* _Given data_:
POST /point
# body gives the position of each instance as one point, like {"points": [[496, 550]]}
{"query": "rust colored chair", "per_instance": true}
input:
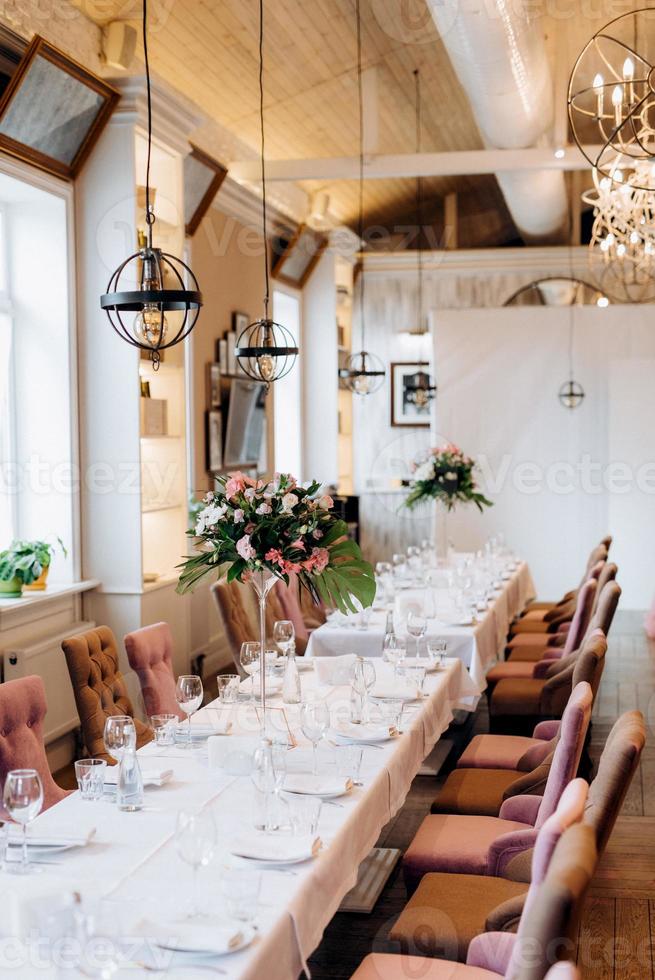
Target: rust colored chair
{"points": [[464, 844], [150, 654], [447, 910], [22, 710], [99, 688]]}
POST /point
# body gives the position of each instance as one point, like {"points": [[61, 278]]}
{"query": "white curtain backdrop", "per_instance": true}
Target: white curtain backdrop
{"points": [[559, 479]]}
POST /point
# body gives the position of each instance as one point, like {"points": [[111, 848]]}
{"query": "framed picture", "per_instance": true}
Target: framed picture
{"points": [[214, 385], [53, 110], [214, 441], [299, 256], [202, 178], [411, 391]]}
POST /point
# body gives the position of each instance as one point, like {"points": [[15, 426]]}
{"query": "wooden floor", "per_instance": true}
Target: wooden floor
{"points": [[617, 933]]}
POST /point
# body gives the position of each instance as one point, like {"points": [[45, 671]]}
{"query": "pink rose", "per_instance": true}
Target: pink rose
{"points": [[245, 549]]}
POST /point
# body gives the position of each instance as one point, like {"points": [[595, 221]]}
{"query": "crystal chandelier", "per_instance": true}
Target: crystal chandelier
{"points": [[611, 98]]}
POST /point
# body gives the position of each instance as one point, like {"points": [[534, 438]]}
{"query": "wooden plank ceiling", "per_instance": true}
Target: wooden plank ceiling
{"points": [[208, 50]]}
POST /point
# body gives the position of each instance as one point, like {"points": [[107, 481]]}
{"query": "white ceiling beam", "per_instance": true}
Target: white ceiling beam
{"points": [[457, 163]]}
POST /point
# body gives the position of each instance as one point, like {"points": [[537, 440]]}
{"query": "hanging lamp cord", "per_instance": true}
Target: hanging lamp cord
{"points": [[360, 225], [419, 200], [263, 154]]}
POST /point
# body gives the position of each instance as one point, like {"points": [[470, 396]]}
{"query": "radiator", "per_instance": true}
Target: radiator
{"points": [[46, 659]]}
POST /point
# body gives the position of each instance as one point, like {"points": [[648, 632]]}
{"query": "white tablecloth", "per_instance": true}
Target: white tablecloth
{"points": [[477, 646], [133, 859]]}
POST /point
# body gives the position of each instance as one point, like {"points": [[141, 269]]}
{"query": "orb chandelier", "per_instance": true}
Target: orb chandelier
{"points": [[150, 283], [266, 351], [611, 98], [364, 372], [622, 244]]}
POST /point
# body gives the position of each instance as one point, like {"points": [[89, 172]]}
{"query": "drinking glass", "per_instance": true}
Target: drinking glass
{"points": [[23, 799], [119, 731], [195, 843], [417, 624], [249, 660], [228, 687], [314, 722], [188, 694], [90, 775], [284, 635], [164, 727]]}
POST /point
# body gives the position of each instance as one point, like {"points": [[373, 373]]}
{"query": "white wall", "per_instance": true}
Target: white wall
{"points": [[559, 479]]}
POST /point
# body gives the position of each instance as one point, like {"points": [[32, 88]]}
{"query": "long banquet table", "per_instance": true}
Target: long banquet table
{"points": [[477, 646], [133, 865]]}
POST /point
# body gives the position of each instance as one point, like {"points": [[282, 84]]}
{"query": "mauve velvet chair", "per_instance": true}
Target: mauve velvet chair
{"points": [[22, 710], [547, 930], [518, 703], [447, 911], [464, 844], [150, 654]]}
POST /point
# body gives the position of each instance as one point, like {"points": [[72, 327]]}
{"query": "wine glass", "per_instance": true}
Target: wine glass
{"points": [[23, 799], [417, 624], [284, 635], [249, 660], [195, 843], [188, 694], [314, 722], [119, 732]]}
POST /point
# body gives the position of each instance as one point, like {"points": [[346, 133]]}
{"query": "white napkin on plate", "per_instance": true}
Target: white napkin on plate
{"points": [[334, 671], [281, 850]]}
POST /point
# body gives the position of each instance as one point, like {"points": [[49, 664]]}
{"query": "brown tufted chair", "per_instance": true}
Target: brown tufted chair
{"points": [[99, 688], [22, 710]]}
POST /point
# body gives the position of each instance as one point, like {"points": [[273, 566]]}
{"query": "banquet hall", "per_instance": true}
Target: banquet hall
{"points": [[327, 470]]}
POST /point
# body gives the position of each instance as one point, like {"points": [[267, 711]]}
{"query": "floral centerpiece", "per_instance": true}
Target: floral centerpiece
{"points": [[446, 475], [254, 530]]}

* _Description of the task_: Write out again every line above exactly as given; the pictures do not belong in the copy.

* _Answer_:
POST /point
# body gives the position of each instance as one point, like {"points": [[496, 550]]}
{"query": "rust colored chair", "per_instance": true}
input:
Target: rust colored chair
{"points": [[464, 844], [150, 654], [447, 910], [22, 710], [99, 688]]}
POST /point
# body gives the position of each instance as one point, like {"points": [[61, 278]]}
{"query": "white curtain backdrop", "per_instance": true}
Target: white curtain backdrop
{"points": [[559, 479]]}
POST /point
# body gives the position of each instance as one point, like {"points": [[111, 848]]}
{"query": "framed picture", "per_instance": true}
Target: framed picture
{"points": [[214, 385], [53, 110], [214, 441], [299, 256], [202, 178], [411, 391]]}
POST /point
# body gives the position of each instance as one point, like {"points": [[15, 426]]}
{"query": "wooden floor", "per_instance": true}
Target: wooden floor
{"points": [[617, 933]]}
POST /point
# body gives the position of each instance as one point, like {"points": [[45, 671]]}
{"query": "pink rose", "per_instance": true}
Target: pink rose
{"points": [[245, 549]]}
POST /point
# body gives the position of each instance as one point, like {"points": [[595, 221]]}
{"query": "crystal chandelier", "per_instance": true}
Target: crystal chandelier
{"points": [[611, 98]]}
POST /point
# body gives the position of each instance as one point, like {"points": [[534, 438]]}
{"query": "wooden plank ceiling", "per_instance": true}
Target: wooden plank ceiling
{"points": [[208, 50]]}
POST /point
# body gives the position of each instance as one point, like {"points": [[107, 481]]}
{"query": "white ceiling beam", "per_instance": true}
Target: white ceiling beam
{"points": [[457, 163]]}
POST /point
# body gives the position of each instance as one point, like {"points": [[537, 440]]}
{"query": "hanging lamp cord", "per_instance": true}
Target: hanging lamp cord
{"points": [[360, 225], [419, 200], [263, 154]]}
POST /point
# body gives the position of each instance as one point, like {"points": [[470, 396]]}
{"query": "radiator", "per_instance": true}
Target: radiator
{"points": [[46, 659]]}
POST /point
# body gives the position of each instance as one point, like {"points": [[648, 632]]}
{"query": "white tablecloth", "per_instance": true}
Target: white tablecloth
{"points": [[477, 646], [133, 859]]}
POST /point
# body gives the position of each instance as one point, like {"points": [[141, 269]]}
{"query": "orb chandelier", "per_instance": true}
Target: orb chandelier
{"points": [[150, 283], [266, 351], [611, 98], [364, 372], [622, 244]]}
POST /point
# body gives the position of each instance as one point, like {"points": [[89, 172]]}
{"query": "drinking glass", "per_instance": true}
Target: drinking glass
{"points": [[23, 799], [119, 731], [195, 843], [417, 624], [249, 660], [228, 687], [314, 722], [188, 694], [90, 775], [284, 635], [164, 727]]}
POST /point
# body gives the position of each instance as one point, like {"points": [[373, 373]]}
{"query": "white wall", "per_instance": true}
Target: white wall
{"points": [[559, 479]]}
POST /point
# body gives the position of each instance as one point, like {"points": [[32, 88]]}
{"query": "long banquet table", "per_instance": true}
Target: long banquet table
{"points": [[477, 646], [133, 865]]}
POST /point
# body gives the position of each instance as one point, like {"points": [[282, 84]]}
{"query": "mauve velvet chair", "per_instance": true}
Target: mauve velvet chair
{"points": [[22, 710], [547, 930], [518, 703], [447, 911], [464, 844], [150, 654]]}
POST /point
# body gives the position of each instance as one point, like {"points": [[72, 327]]}
{"query": "wine glass", "per_instance": true}
Target: wine glass
{"points": [[23, 799], [417, 624], [284, 635], [249, 660], [195, 843], [188, 694], [314, 722], [119, 732]]}
POST /point
# body gives the position of each instance as one point, like {"points": [[346, 133]]}
{"query": "white napkin on plate", "per_instance": true}
Target: white napkin on plate
{"points": [[334, 671], [281, 850]]}
POST /point
# body gives the position of each instance as one point, like {"points": [[49, 664]]}
{"query": "brown tufted chair", "per_instance": true}
Target: brown tufted chair
{"points": [[99, 688], [22, 710]]}
POST /point
# body gives the position of each instance as one point, like {"points": [[273, 566]]}
{"query": "banquet hall", "per_instance": true}
Target: banquet hall
{"points": [[327, 470]]}
POST /point
# body gives the position of each instance as one point, like {"points": [[267, 711]]}
{"query": "floral centerpiece", "per_instance": true}
Target: floral centerpiece
{"points": [[446, 475], [254, 530]]}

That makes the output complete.